Your objective:
Find "the red poppy" in the data, then restate the line it sits in and every later line word for word, ending with the last line.

++++ Source material ++++

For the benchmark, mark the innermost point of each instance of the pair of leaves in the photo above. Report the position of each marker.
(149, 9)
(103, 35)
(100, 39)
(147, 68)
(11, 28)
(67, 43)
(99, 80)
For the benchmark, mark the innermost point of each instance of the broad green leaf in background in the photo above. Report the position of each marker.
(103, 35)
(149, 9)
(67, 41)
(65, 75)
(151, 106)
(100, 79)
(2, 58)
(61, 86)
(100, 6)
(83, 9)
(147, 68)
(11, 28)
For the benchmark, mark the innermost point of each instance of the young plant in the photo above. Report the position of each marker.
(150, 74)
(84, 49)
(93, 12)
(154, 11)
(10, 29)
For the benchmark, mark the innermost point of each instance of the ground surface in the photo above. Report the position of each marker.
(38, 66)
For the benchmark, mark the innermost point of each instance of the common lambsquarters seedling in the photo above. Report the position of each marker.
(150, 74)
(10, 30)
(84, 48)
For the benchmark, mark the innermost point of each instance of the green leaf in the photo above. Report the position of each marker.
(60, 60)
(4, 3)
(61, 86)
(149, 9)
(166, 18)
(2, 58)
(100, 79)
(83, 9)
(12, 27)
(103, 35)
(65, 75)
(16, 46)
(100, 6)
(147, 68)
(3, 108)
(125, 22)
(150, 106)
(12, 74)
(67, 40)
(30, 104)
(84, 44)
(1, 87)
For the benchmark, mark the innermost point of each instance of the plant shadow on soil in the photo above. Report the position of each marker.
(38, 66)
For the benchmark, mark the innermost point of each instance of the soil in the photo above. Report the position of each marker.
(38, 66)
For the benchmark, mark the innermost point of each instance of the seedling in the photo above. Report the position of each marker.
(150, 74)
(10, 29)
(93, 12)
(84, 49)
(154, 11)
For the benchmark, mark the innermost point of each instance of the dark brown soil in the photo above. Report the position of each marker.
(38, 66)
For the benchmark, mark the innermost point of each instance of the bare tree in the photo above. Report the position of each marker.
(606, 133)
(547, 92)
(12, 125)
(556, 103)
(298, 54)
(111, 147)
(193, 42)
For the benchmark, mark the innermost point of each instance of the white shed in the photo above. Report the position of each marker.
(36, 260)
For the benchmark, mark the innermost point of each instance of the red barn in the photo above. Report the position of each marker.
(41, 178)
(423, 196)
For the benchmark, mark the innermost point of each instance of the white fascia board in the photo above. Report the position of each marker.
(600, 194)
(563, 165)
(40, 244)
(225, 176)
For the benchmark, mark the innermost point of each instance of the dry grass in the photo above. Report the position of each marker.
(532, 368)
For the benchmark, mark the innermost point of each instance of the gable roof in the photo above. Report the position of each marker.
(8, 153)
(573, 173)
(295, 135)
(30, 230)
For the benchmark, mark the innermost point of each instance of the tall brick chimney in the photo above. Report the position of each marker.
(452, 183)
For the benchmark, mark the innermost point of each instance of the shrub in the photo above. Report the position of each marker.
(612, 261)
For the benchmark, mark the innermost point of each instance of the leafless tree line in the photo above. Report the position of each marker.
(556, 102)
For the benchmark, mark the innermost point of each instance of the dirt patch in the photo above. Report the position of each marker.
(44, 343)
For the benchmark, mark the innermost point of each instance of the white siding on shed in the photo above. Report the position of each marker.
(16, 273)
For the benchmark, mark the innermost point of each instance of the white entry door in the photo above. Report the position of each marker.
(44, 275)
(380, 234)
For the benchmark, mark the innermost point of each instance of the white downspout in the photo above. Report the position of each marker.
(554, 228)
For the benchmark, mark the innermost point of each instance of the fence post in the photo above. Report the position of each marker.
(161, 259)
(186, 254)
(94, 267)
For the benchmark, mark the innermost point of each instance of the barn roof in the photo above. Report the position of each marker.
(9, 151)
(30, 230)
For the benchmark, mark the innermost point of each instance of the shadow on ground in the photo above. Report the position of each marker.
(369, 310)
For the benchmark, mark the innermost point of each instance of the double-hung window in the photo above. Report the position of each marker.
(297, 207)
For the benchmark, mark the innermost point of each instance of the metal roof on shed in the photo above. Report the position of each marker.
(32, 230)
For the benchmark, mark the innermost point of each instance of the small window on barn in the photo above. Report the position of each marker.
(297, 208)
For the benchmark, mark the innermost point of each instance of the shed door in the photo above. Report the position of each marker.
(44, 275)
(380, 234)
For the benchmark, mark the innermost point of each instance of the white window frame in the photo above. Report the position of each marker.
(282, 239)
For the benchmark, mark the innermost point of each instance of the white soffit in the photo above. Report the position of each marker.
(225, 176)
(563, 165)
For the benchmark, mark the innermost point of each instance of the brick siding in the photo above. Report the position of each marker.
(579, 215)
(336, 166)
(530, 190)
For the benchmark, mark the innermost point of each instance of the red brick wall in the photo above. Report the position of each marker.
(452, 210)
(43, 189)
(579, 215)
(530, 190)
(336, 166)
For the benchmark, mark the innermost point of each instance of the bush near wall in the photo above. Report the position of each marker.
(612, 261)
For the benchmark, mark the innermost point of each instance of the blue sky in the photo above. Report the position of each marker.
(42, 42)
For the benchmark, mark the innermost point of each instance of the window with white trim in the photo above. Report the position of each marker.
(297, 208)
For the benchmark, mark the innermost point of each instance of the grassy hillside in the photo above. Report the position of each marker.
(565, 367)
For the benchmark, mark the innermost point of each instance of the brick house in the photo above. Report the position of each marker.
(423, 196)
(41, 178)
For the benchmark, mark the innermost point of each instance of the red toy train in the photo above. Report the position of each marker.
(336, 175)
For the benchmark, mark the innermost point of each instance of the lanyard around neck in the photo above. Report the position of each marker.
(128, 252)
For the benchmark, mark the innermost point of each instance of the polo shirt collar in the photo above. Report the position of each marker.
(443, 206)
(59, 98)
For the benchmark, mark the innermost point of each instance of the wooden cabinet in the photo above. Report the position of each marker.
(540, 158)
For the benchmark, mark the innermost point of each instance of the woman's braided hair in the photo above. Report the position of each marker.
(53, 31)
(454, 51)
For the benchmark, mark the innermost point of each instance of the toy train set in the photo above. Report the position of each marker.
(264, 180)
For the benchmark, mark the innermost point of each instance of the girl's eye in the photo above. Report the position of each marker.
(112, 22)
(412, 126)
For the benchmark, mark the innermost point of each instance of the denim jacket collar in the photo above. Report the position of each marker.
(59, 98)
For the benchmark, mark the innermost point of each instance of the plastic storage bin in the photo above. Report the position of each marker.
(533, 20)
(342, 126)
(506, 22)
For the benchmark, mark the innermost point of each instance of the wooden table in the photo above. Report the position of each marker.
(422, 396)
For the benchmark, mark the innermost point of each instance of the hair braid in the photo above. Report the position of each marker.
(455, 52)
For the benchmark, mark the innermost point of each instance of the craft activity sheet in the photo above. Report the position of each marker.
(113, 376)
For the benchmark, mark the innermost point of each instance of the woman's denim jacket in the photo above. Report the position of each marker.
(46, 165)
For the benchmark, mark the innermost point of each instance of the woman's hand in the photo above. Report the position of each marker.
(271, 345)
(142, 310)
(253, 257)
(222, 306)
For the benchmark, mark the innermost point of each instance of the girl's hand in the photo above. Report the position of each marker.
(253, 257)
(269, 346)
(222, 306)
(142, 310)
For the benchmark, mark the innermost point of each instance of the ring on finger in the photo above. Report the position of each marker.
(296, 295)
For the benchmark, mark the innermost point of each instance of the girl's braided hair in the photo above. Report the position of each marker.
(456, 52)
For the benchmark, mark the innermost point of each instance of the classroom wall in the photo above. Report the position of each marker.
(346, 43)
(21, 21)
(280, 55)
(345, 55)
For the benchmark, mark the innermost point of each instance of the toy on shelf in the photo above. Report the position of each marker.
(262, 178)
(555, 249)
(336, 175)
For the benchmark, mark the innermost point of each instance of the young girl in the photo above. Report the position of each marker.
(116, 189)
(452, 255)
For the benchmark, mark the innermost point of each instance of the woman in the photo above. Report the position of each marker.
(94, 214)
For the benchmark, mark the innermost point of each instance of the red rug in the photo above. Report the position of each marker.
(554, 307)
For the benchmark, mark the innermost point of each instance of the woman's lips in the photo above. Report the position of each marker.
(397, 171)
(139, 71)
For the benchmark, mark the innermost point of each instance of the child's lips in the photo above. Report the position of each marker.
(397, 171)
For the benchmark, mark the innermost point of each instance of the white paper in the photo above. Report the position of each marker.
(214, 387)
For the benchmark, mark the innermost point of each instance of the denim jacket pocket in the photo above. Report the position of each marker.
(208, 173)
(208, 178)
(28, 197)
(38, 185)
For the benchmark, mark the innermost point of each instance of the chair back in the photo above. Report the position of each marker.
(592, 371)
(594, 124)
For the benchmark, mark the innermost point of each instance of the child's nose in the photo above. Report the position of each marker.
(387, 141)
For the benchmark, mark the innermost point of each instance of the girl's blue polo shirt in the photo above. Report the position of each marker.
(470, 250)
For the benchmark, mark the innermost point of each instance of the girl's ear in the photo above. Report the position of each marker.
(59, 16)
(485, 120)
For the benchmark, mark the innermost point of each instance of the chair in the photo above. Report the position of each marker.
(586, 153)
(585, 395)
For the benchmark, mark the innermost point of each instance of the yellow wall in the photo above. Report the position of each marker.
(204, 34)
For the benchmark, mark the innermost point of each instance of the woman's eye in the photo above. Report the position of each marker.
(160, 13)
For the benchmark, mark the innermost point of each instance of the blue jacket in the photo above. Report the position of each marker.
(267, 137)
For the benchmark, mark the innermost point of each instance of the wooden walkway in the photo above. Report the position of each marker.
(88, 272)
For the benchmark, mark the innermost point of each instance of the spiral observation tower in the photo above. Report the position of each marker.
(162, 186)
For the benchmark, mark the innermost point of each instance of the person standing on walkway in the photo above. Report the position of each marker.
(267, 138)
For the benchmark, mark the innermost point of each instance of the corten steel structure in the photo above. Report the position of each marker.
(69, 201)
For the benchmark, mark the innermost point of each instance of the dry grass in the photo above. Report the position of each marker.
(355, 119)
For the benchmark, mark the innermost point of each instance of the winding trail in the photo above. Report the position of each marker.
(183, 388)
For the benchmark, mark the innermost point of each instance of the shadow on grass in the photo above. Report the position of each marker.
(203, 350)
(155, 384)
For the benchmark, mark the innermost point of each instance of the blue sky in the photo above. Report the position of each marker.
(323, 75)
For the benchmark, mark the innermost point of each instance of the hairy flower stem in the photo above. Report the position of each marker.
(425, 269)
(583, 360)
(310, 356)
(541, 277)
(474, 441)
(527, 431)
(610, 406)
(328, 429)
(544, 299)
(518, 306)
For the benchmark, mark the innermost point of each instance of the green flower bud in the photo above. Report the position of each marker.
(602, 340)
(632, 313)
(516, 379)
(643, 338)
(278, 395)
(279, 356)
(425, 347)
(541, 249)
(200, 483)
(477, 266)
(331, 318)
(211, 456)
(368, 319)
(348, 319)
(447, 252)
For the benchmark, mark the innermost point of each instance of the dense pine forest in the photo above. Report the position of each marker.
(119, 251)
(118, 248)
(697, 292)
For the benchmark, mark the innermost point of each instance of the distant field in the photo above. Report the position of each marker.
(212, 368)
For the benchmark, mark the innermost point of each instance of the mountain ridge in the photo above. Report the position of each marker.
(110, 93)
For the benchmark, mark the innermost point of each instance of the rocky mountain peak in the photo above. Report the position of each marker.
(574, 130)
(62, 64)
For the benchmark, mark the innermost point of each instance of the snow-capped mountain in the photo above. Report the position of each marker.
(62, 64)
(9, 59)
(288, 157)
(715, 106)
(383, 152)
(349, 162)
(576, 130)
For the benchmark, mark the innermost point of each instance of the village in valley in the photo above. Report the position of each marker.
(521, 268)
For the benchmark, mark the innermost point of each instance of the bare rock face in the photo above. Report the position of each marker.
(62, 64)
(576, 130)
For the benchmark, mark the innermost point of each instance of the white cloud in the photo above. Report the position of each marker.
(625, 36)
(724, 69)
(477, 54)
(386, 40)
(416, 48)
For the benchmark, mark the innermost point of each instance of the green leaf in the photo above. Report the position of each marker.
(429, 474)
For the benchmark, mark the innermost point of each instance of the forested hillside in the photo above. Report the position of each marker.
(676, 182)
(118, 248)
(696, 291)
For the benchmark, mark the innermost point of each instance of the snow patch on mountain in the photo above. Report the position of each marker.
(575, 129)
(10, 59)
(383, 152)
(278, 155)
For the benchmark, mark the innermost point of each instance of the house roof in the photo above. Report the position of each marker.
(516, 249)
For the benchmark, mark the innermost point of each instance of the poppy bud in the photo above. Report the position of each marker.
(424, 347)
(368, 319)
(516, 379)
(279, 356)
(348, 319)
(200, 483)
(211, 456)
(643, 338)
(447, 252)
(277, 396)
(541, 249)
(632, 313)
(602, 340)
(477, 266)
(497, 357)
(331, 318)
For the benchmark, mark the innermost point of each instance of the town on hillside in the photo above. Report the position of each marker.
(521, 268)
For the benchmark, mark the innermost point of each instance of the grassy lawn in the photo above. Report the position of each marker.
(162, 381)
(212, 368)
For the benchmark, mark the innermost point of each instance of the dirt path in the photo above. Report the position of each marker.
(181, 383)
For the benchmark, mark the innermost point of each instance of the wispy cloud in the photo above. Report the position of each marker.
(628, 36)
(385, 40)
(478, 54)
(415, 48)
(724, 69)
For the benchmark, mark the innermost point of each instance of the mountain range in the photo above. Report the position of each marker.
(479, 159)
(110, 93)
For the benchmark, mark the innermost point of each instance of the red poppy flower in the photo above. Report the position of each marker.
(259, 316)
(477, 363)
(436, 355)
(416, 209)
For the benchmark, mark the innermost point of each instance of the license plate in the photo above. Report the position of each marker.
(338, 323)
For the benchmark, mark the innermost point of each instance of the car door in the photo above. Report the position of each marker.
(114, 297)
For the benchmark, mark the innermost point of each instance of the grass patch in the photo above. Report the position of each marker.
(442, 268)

++++

Solution for this exercise:
For the benchmark, mark the innermost point of each instance of the red poppy flower in the photo above. Report the position of each marker.
(259, 316)
(477, 363)
(436, 355)
(416, 209)
For the benchmark, mark the innermost point of each instance of the license plate in the photo above. Report the position of each marker.
(338, 323)
For the benchmark, mark the innermost point of each instance of the car door in the photo above. Report the position of each marker.
(114, 297)
For the benchmark, mark the innermost point of each instance of the grass patch in the photo above. Report the position of each marker.
(442, 268)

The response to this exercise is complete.